-- Requirements --
Pull out each line of the data below that contains the word "flower".

-- Working data --
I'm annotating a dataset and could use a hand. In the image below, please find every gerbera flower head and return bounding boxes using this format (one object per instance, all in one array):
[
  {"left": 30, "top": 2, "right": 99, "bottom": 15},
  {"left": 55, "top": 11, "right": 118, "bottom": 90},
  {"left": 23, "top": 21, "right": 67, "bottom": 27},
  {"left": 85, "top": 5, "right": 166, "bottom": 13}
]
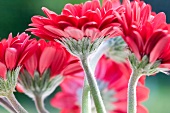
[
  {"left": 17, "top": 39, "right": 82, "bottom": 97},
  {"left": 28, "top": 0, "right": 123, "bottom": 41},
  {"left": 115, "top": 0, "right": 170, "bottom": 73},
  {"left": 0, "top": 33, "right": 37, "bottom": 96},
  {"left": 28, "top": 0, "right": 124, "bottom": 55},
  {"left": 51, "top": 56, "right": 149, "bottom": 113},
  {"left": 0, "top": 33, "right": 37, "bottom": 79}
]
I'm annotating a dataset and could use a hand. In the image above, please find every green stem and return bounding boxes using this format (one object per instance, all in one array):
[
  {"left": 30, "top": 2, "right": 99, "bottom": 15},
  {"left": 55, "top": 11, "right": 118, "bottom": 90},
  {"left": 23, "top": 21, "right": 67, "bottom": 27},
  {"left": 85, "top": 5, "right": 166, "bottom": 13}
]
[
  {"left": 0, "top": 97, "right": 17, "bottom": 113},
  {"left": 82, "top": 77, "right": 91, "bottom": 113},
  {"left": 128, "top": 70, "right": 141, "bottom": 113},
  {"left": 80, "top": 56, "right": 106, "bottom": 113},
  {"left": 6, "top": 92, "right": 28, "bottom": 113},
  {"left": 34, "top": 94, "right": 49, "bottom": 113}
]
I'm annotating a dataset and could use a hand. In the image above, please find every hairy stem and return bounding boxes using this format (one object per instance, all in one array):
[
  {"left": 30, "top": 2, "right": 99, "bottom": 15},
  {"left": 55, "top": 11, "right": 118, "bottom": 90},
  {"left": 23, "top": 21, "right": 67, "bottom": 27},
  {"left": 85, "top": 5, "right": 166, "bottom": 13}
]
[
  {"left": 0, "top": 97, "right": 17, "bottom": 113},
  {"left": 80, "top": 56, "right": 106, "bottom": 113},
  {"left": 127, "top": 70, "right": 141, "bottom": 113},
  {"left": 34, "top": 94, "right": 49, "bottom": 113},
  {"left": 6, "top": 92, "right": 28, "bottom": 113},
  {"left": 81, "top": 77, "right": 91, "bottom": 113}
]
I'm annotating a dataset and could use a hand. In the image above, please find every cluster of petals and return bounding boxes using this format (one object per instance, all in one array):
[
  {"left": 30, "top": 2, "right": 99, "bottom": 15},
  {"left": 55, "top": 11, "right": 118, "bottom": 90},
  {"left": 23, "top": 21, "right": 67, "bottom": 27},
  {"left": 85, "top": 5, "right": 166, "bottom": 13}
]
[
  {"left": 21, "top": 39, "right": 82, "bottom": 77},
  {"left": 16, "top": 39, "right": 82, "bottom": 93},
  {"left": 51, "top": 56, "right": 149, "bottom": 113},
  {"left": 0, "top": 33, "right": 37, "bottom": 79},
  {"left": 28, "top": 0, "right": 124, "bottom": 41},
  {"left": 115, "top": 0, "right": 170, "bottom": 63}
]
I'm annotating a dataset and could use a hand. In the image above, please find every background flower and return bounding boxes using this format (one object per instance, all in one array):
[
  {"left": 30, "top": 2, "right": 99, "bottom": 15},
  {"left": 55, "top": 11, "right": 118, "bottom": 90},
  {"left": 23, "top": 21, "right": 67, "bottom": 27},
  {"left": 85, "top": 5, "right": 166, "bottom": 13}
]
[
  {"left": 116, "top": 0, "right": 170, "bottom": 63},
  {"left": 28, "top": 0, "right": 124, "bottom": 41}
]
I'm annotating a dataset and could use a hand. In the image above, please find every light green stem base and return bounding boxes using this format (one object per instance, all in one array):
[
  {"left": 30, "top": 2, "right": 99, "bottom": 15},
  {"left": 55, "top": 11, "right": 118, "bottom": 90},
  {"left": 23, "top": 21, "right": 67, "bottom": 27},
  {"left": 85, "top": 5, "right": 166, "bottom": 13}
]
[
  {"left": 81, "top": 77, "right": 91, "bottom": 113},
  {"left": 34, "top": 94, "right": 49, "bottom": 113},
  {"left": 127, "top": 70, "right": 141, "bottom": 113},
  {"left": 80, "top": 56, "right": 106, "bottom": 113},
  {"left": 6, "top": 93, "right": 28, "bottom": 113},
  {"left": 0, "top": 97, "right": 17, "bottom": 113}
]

...

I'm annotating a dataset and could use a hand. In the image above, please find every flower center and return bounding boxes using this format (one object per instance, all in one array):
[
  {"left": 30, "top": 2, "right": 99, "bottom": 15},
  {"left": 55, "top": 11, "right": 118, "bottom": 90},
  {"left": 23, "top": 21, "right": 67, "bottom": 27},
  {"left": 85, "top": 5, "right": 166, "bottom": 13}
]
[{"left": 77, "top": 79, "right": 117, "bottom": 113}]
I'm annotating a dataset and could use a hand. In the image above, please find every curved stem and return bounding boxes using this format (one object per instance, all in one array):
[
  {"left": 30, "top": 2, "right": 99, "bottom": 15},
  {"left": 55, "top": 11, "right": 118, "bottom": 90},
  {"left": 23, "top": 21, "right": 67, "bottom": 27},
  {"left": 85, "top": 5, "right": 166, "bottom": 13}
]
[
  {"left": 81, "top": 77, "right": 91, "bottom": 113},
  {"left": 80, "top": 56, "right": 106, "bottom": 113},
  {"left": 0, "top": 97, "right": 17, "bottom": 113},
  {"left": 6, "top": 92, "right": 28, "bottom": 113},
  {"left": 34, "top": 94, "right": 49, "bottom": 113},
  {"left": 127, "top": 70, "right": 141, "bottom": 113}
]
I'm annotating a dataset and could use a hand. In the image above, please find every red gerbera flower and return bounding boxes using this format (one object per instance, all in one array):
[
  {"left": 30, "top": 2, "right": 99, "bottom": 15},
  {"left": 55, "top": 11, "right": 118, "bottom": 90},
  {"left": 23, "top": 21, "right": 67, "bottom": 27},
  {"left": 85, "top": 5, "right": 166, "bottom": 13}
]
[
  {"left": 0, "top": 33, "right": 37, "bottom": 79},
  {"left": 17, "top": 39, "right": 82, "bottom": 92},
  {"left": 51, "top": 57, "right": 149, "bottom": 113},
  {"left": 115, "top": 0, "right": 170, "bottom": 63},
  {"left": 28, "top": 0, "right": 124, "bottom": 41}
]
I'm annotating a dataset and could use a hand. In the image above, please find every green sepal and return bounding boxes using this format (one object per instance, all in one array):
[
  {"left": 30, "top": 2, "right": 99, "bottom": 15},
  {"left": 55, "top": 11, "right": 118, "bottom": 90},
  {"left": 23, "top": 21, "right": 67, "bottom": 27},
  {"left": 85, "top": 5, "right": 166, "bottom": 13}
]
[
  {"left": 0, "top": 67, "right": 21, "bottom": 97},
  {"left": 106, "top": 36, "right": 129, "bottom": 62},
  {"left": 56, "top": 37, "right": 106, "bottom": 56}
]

-- Result of this exercise --
I'm annotating a dataset and could use a hand. In the image below, please find every gerbera flower head and return bounding boxes using this format (one object per instance, all in one array):
I'm annotating a dataset and could use a hand. In the image above, please find every background flower and return bounding boxes using this format (one object per instance, all in one array):
I'm annotating a dataset and could use a hand. In the image above, please find every flower center and return bounding boxes using this format (one object per instance, all in one array):
I'm annotating a dataset and could use a hand. In the image above, please find every red gerbera flower and return bounding boxes using this format (one object per instance, all in one array):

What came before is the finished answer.